> [Task requirements]
a - In the liquidity discussion, how much did the company use to repay its credit facility in full?
b - Retype the liquidity discussion from "The following information" up to and including "fund and operate.".
c - Extend the liquidity discussion, picking up after its final sentence.

Management's Discussion and Analysis of Financial Condition and Results of
Operations

         The following information updates the discussion under the heading
"Management's Discussion and Analysis of Financial Condition and Results of
Operations" in the prospectus and should be read in conjunction with that
discussion.

Liquidity and Capital Resources

Significant Improvement in Liquidity

         As a result of our recent transaction with Denbury Resources, Inc.
(NYSE symbol: DNR) described above, our liquidity has improved significantly.
Under the terms of this transaction, on June 12, 2006 we received approximately
$50 million in cash, and a 25% after payout back-in working interest in the
enhanced oil recovery project Denbury has undertaken to fund and operate.

         Of the approximately $50 million in proceeds, we immediately used
approximately $5.4 million to repay in full our credit facility and used
approximately $257,000 to repay a subordinated loan to our Chairman (see
"Repayment of Loans" below). Consequently, we currently have no indebtedness,
other than ordinary course trade payables, and we have sufficient cash resources
to continue with the implementation of our business strategy for the foreseeable
future. We plan to deposit a minimum of $3 million, and a maximum of up to $16
million of the proceeds, with the U. S. Treasury and the Louisiana Department of
Revenue for income taxes due on the gain on sale of our Delhi property,
depending on the amount of IRC 1031 like-kind property exchanges we ultimately
consummate. The estimated remaining balance of these proceeds (being a range of
approximately $28.3 million to $41.3 million, depending on our ultimate taxable
gain) will be used to identify and close additional oil and gas investment
opportunities that fit our business plan, and for working capital and general
corporate purposes.

         We have not determined the exact amounts we plan to expend on the above
uses or the timing of such expenditures. The amounts actually expended and the
timing are at our discretion and may vary significantly depending upon a number
of factors, including our ability to identify and close additional oil and gas
opportunities that fit our business plan within the 45 and 180 day windows
allotted to identify and consummate any IRC 1031 like-kind exchanges. Pending
their use as set forth above, such proceeds will be invested in a U.S.
Government money market account.

Repayment of Loans

         As previously reported in a Current Report on Form 8-K filed by us on
February 2, 2005 with the SEC, we entered into a senior secured loan agreement
(the "Loan Agreement") with Prospect Energy Corporation ("Prospect") providing
for borrowings by us of up to $4.8 million. The borrowings were secured by
substantially all of our assets. The outstanding indebtedness bore interest at
an annual rate equal to the greater of (a) 14% and (b) the Treasury Rate plus
9%, with interest payable in arrears on the last day of each month. All
outstanding indebtedness was to become due in full on February 2, 2010. Pursuant
to a number of amendments to the Loan Agreement, the total face amount of
borrowings at maturity drawn by us was $5.0 million.

[Rows from a pointing dataset]

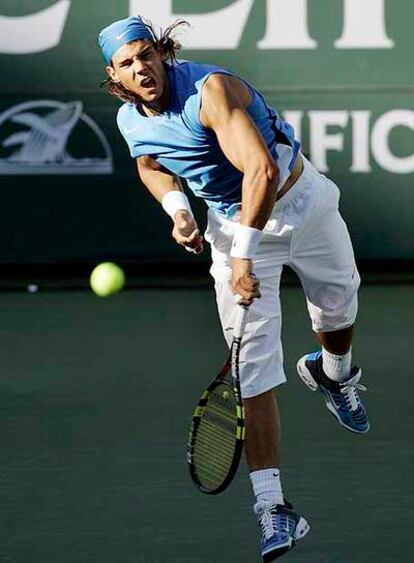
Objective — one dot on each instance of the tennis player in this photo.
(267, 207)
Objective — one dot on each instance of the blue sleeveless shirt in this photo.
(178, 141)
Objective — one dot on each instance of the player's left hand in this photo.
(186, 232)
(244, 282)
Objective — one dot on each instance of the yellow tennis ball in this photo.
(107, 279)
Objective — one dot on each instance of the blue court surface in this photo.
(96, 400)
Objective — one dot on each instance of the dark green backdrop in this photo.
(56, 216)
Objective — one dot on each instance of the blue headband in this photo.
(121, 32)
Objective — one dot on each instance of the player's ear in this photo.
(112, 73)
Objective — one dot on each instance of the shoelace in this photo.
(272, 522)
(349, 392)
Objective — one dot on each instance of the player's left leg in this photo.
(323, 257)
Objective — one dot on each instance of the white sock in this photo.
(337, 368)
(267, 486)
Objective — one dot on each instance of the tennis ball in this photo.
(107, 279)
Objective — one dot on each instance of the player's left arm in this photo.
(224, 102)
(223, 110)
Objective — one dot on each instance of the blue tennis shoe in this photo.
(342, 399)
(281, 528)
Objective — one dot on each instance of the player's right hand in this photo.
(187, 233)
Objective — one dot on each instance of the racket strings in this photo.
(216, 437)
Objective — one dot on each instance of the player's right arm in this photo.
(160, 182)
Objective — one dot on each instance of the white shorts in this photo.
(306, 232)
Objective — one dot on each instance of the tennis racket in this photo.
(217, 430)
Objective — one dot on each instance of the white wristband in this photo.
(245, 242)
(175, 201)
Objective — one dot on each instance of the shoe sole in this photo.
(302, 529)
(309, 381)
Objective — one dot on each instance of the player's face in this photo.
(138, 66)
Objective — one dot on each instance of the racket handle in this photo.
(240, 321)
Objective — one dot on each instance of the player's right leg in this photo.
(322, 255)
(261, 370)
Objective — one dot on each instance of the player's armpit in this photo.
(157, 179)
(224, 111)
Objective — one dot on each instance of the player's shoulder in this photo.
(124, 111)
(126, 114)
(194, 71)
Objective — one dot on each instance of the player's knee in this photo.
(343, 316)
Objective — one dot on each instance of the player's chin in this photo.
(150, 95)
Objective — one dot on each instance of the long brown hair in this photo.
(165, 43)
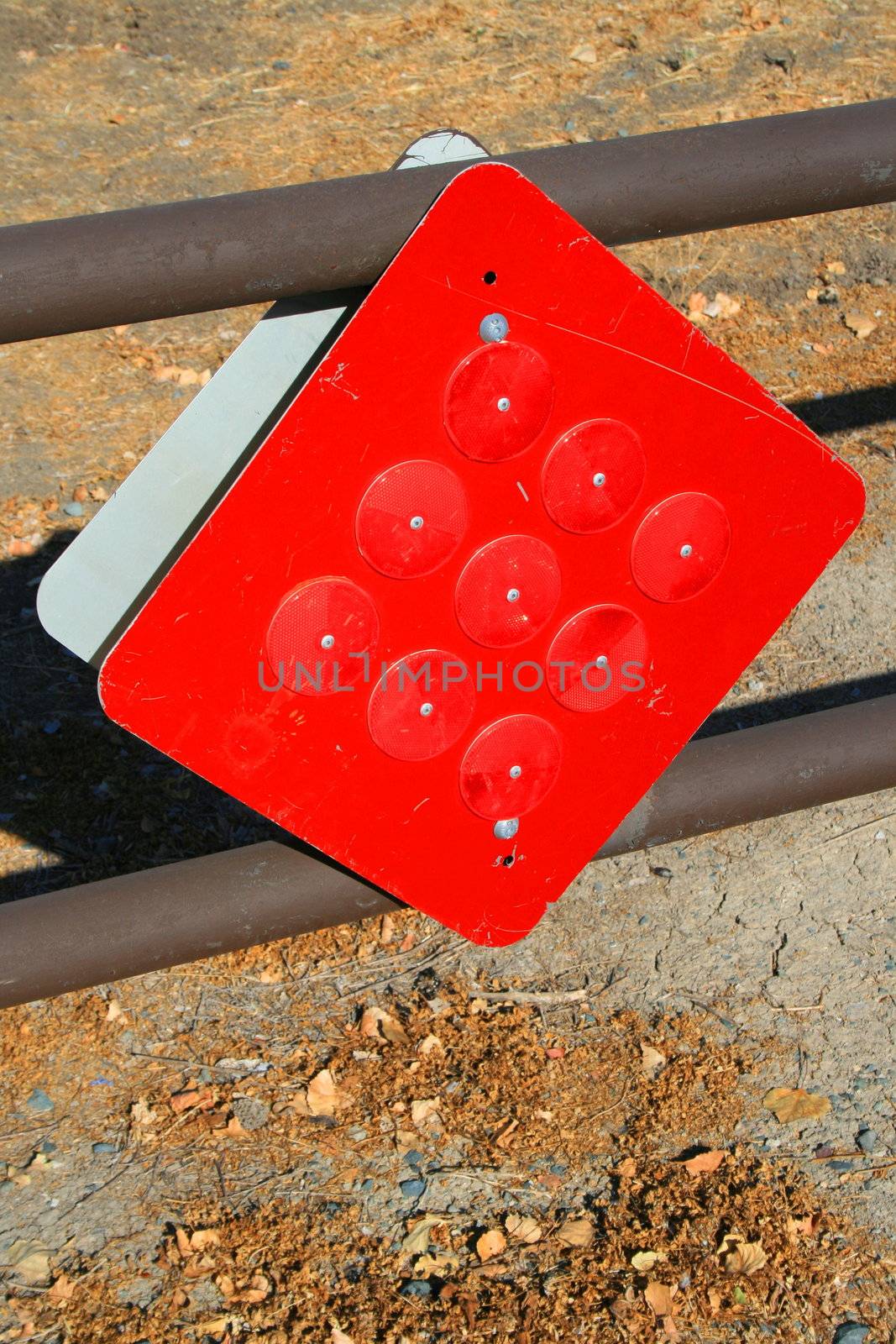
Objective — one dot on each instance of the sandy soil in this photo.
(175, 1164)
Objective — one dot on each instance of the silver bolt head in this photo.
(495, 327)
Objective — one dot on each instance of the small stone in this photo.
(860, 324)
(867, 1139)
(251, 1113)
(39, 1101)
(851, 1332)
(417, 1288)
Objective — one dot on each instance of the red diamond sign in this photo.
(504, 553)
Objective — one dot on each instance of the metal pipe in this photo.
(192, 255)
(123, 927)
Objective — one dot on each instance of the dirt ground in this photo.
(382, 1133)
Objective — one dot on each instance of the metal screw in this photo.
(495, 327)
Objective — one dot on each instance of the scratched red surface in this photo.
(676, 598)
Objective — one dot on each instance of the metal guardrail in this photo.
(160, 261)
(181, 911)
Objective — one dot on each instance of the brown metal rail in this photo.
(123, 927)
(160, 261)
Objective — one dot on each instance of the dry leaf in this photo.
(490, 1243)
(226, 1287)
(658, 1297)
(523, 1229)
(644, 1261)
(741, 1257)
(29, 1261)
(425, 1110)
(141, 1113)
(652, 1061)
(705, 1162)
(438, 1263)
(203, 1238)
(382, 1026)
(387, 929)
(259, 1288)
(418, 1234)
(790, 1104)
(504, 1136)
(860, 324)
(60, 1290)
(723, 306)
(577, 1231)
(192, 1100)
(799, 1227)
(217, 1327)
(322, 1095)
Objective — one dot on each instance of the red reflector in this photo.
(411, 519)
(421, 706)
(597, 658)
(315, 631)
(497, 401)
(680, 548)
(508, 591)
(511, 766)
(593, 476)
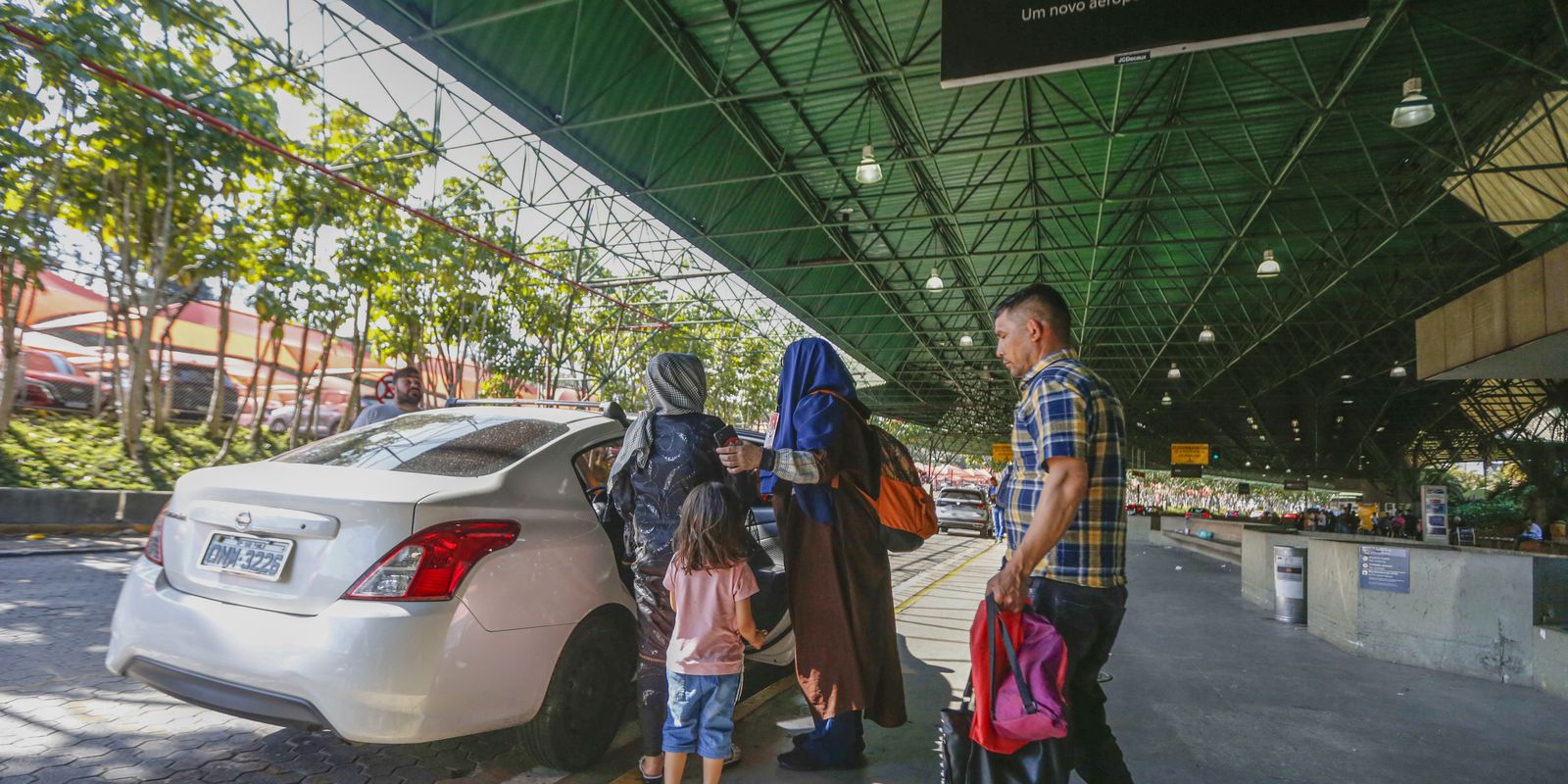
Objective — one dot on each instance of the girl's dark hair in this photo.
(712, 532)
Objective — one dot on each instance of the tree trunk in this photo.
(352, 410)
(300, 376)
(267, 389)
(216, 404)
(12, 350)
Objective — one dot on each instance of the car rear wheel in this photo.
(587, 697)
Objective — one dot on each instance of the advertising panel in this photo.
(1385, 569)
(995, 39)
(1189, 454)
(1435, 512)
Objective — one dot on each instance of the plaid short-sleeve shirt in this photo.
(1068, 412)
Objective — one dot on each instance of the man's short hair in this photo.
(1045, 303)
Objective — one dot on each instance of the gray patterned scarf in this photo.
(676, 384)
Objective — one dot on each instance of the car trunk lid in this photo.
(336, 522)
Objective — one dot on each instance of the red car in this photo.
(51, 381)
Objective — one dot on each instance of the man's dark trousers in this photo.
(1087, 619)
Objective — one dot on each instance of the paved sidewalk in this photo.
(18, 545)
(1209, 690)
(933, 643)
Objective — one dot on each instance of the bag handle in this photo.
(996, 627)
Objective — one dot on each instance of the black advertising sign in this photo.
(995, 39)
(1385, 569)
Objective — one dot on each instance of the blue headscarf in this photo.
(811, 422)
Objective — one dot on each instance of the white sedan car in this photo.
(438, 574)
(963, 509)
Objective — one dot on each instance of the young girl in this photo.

> [Response list]
a - Approximately $5.4 million.

b -
The following information updates the discussion under the heading
"Management's Discussion and Analysis of Financial Condition and Results of
Operations" in the prospectus and should be read in conjunction with that
discussion.

Liquidity and Capital Resources

Significant Improvement in Liquidity

         As a result of our recent transaction with Denbury Resources, Inc.
(NYSE symbol: DNR) described above, our liquidity has improved significantly.
Under the terms of this transaction, on June 12, 2006 we received approximately
$50 million in cash, and a 25% after payout back-in working interest in the
enhanced oil recovery project Denbury has undertaken to fund and operate.

c -
         On May 31, 2006, we voluntarily prepaid all amounts due under the Loan
Agreement totaling $5,437,352, representing the then-outstanding principal
balance of $5,000,000, all accrued and unpaid interest, a prepayment penalty and
certain other amounts due and owing under the Loan Agreement. We also issued
Prospect an additional five-year warrant to purchase up to 100,000 shares of our
common stock at an exercise price of $2.71 per share in satisfaction of a
disputed obligation relating to a voluntary waiver by Prospect of a technical
breach of a negative covenant by us. Concurrent with this repayment the Loan
Agreement was terminated and all of the collateral attached thereto was
released.

                                       2


         On March 3, 2006, we borrowed $250,000 from Laird Q. Cagan, the
chairman of our board, for working capital. This loan had a one-year term and
accrued interest at the annual rate of 10%, payable at maturity. The loan also
had certain acceleration provisions in the event we were to raise additional
capital in excess of $2 million. On June 13, 2006, we voluntarily prepaid all
amounts due under this loan totaling $257,058, representing the then-outstanding
principal balance and all accrued and unpaid interest.

         Mr. Cagan acts as our non-exclusive placement agent for capital raising
services through Chadbourn Securities, Inc., and his company, Cagan McAfee
Capital Partners, provides financial advisory services to us under the terms of
a written agreement previously filed with the SEC.

Cash Flow for the nine months ended March 31, 2006

         Cash used in operating activities for the nine months ended March 31,
2006 was $632,967 and cash used in operations for the comparative period was
$739,684. The decrease in cash used in operating activities was primarily due to
lower net cash losses from operations before changes in working capital, offset
with higher operating expenses resulting in higher operating losses.

         Cash used in investing activities in the nine months ended March 31,
2006 and 2005 was $2,891,009 and $2,186,724, respectively. In 2006, the majority
of the development capital expenditures were spent on the 2005 Delhi Development
Drilling Program and for the purchase of an additional net revenue interest in
one of our existing field. For the nine months ended March 31, 2005, we expended
approximately $1,836,878, in capital expenditures, of which approximately
$725,000 was for the acquisition of producing properties in Tullos Field Area.

         Cash provided by financing activities for the nine months ended March
31, 2006 was $1,183,119. This was primarily from loan proceeds of $1,250,000,
offset by $6,754 used to pay off the remaining note for property insurance;
$22,654 for deferred financing fees related to the additional $1.0 million
drawdown from Prospect, and $37,473 for miscellaneous transaction costs related
to equity raising activities. Comparatively, $3,536,987 was provided in the
comparable period which consisted of $3,855,721 in net proceeds from loans,
$1,737,336 payments on notes, $1,678,307 of gross cash proceeds from the private
sale of our common stock and $259,705 of deferred financing fees.

Budgeted Capital Expenditures. Our 2005 Delhi Development Drilling Program began
in early October, 2005 and completion activities ended in March 2006. As of
March 31, 2006 we had drilled and completed five wells at an estimated total
cost to date of $1.7 million. The two option wells we originally planned for the
2005 program (wells six and seven) were postponed due to heavy rains at Delhi
during January 2006.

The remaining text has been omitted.